--- AIM OF THE TASK ---
Find the string "hair" in the data, and copy out each line that has it.

Referring expression pointing data:
▶

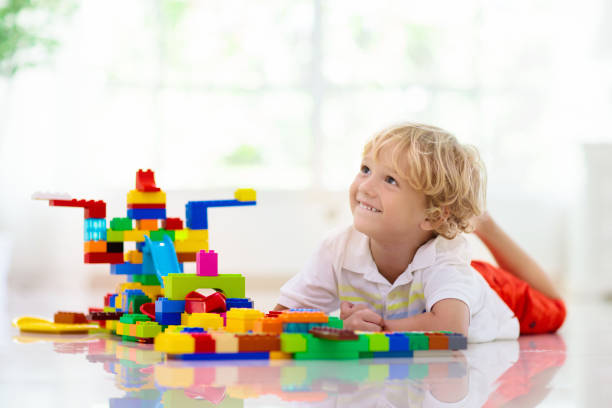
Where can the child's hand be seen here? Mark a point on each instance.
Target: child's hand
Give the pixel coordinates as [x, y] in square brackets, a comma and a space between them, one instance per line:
[359, 317]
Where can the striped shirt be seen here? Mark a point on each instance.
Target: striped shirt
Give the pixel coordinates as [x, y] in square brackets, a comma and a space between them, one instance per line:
[342, 269]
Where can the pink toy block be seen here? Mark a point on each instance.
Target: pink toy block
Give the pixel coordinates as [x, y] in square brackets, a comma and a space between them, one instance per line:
[207, 263]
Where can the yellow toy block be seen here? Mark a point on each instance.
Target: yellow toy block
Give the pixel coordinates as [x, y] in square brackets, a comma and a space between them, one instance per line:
[207, 321]
[141, 197]
[245, 194]
[174, 377]
[133, 257]
[134, 235]
[175, 343]
[190, 246]
[225, 342]
[196, 235]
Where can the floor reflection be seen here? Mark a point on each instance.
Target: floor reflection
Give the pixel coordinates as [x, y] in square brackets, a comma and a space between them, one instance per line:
[490, 374]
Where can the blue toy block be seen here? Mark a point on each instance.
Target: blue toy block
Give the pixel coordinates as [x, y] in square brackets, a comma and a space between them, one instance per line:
[164, 305]
[168, 318]
[398, 342]
[224, 356]
[147, 213]
[126, 269]
[95, 229]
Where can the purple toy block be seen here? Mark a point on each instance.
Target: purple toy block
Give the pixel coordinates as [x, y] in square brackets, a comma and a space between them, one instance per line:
[207, 263]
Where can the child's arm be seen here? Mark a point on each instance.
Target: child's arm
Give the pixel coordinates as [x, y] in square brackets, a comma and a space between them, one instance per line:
[447, 314]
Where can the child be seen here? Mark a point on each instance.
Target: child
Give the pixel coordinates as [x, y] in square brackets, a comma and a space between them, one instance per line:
[404, 266]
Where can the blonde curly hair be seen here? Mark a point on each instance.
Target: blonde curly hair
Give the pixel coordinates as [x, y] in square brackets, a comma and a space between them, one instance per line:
[451, 175]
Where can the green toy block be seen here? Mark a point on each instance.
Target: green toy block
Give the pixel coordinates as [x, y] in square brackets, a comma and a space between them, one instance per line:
[148, 329]
[378, 342]
[335, 322]
[148, 280]
[114, 236]
[121, 224]
[418, 371]
[159, 235]
[293, 342]
[133, 318]
[178, 285]
[418, 341]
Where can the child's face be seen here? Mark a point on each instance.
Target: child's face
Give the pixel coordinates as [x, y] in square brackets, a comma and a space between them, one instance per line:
[384, 205]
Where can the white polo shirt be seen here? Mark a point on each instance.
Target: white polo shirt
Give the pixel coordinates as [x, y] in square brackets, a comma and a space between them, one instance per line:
[342, 269]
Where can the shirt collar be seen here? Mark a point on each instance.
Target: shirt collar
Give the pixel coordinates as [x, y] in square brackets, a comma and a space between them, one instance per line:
[358, 259]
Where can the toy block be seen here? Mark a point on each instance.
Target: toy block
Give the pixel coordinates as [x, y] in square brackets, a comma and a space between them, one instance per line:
[437, 341]
[186, 257]
[258, 342]
[148, 329]
[141, 197]
[145, 181]
[293, 342]
[134, 236]
[172, 224]
[134, 257]
[168, 318]
[268, 325]
[146, 213]
[207, 263]
[245, 194]
[70, 318]
[330, 333]
[147, 225]
[377, 342]
[95, 229]
[164, 305]
[241, 303]
[175, 343]
[178, 285]
[114, 247]
[94, 246]
[126, 268]
[114, 236]
[121, 224]
[207, 321]
[190, 246]
[103, 257]
[159, 235]
[418, 341]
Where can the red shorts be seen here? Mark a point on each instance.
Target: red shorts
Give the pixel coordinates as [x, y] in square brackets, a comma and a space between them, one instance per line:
[536, 312]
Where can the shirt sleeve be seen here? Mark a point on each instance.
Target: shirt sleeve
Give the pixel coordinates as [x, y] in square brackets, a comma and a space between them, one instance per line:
[451, 282]
[315, 286]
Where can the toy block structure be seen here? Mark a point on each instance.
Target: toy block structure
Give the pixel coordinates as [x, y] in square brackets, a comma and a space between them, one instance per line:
[162, 305]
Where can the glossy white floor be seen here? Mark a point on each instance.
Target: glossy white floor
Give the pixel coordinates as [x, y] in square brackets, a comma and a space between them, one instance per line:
[572, 368]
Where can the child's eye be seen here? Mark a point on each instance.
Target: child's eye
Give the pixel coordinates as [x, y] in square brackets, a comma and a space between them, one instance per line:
[390, 180]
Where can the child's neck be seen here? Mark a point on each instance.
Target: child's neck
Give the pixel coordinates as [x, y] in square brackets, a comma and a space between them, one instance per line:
[393, 257]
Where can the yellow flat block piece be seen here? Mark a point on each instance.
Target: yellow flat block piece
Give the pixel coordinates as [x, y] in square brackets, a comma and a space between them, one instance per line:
[196, 235]
[174, 343]
[174, 377]
[225, 342]
[147, 225]
[134, 257]
[190, 246]
[207, 321]
[141, 197]
[94, 246]
[245, 194]
[134, 235]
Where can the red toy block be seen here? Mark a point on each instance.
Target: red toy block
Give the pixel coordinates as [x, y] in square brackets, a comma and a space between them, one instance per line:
[204, 343]
[145, 181]
[172, 224]
[70, 318]
[104, 257]
[207, 263]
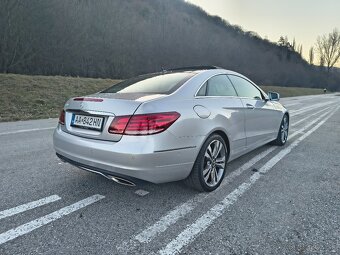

◀

--- EXERCISE ANSWER ---
Where can the blonde curly hair be seen here? Mark a point on each instance.
Target: blonde curly hair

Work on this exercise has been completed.